What is required » Copy out the lines of the records below word for word, beginning at the line that contains "Could you provide the mask of every instance of the sports" and stopping after the line that contains "789 423 L 787". Leave the pictures out of your copy.

Extracted records »
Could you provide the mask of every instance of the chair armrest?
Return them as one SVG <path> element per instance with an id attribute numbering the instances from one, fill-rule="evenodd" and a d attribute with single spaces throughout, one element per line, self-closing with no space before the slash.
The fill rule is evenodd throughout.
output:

==

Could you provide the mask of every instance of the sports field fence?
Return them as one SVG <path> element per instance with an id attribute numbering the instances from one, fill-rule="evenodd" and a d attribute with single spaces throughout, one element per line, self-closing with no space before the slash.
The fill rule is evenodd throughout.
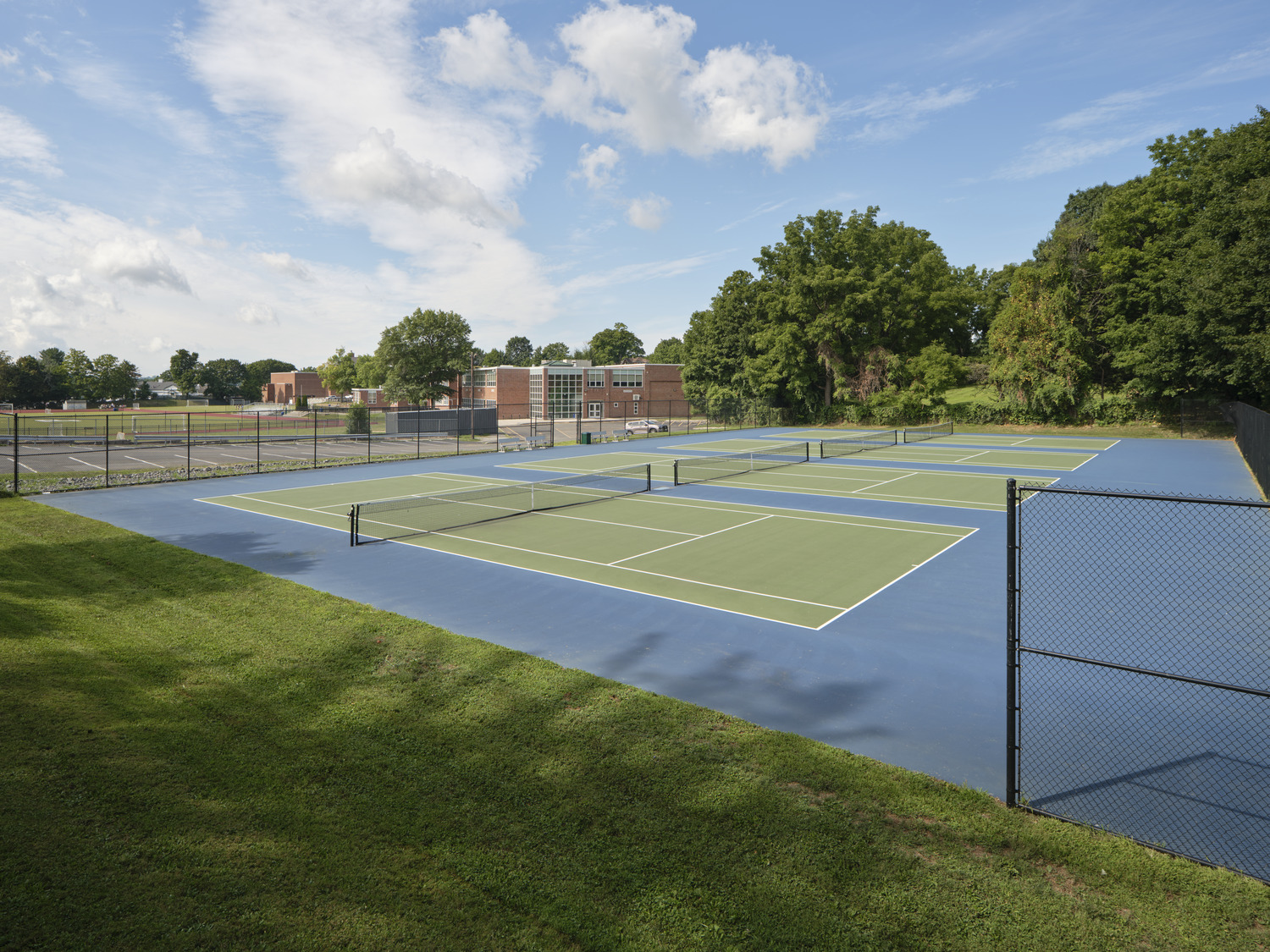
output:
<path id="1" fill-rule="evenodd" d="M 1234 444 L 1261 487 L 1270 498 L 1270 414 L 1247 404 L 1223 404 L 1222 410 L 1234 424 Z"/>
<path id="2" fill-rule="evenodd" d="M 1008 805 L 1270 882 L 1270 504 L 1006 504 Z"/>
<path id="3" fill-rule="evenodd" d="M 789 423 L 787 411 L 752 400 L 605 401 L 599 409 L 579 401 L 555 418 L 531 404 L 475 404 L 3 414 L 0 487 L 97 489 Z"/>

Complete response »
Could you provide the mask of every instance of the sports field fence?
Return them as one SVG <path> element per instance with an id attribute numbering the instances from one, fill-rule="evenodd" and a d attribute with single spaces throughout, one element per line, self-closing with no space before the slash.
The fill rule is evenodd throughout.
output:
<path id="1" fill-rule="evenodd" d="M 1234 444 L 1261 487 L 1270 498 L 1270 414 L 1247 404 L 1223 404 L 1222 410 L 1234 424 Z"/>
<path id="2" fill-rule="evenodd" d="M 1008 805 L 1270 882 L 1270 504 L 1006 504 Z"/>
<path id="3" fill-rule="evenodd" d="M 789 423 L 787 411 L 752 400 L 605 401 L 599 409 L 579 401 L 555 418 L 531 404 L 475 404 L 3 414 L 0 487 L 97 489 Z"/>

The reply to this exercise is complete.